> _Your goal_
In the data below, find the line containing "Could you please indicate the elbow"; reproduce that line and all subsequent lines exactly, and nothing else.

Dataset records
# # # # #

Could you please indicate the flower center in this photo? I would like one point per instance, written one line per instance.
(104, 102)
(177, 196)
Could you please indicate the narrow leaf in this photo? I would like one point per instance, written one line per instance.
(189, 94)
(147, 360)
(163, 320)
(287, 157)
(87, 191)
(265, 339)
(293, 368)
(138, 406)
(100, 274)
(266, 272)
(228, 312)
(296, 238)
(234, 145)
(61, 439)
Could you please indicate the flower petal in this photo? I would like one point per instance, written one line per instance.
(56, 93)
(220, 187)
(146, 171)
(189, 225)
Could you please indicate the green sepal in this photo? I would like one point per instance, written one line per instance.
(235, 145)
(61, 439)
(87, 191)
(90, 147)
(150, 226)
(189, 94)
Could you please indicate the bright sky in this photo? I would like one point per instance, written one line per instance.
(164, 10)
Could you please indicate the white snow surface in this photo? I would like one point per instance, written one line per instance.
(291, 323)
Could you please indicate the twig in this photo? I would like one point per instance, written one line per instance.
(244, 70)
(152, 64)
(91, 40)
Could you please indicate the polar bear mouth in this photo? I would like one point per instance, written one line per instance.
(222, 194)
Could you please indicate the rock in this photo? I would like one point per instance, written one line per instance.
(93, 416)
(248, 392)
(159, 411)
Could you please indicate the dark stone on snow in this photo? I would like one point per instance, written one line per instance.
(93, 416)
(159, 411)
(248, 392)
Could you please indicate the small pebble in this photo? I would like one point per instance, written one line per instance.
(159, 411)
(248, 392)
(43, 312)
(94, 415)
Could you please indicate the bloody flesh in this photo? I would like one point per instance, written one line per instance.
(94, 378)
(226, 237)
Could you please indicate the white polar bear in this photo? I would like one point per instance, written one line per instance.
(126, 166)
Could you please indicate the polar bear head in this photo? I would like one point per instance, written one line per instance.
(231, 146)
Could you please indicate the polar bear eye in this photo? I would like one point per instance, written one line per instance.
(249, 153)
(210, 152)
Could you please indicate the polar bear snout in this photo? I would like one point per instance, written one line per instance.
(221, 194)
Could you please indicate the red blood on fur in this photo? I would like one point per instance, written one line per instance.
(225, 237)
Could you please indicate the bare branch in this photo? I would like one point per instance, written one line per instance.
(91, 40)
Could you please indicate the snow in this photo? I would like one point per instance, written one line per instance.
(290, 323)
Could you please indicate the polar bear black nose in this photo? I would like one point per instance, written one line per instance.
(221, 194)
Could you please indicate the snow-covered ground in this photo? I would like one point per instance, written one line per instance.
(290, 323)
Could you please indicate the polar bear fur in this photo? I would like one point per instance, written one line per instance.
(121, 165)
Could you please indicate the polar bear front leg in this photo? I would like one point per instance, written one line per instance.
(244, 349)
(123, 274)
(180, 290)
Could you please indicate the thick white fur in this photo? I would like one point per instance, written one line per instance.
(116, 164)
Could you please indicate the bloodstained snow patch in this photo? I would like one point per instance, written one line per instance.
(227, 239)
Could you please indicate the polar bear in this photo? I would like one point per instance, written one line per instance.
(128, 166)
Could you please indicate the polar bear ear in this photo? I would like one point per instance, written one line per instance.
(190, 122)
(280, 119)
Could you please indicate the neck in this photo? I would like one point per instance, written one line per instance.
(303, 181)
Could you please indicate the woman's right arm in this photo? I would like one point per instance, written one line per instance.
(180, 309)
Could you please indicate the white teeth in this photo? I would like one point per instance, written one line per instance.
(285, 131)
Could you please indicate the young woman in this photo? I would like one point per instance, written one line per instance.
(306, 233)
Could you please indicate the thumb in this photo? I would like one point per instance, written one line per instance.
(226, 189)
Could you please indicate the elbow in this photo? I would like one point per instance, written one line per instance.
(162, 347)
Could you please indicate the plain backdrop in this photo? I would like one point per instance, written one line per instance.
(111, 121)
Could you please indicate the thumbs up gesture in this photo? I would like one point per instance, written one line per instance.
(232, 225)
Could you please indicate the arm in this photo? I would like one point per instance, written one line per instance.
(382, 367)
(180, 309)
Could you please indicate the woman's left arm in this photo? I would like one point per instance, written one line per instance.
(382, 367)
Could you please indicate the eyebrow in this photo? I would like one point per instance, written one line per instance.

# # # # #

> _Task result_
Could you please indicate the elbow in this photo? I would like one point per instance, written one line per instance.
(162, 347)
Could you please indicate the plain backdrop in this photo? I would like one point per instance, written one line per instance.
(111, 121)
Could you please indicate the thumbs up gesture in this photo? I would like one point per instance, written one line per instance.
(232, 225)
Could you please indicate the arm in this photo? I would like one point per instance, written one line per instance.
(382, 367)
(180, 309)
Could you please indicate the woman's left arm in this photo? I would like one point per instance, written one line per instance.
(382, 367)
Could you please indicate the eyebrow in this photo? I would like one point per instance, written one line per instance.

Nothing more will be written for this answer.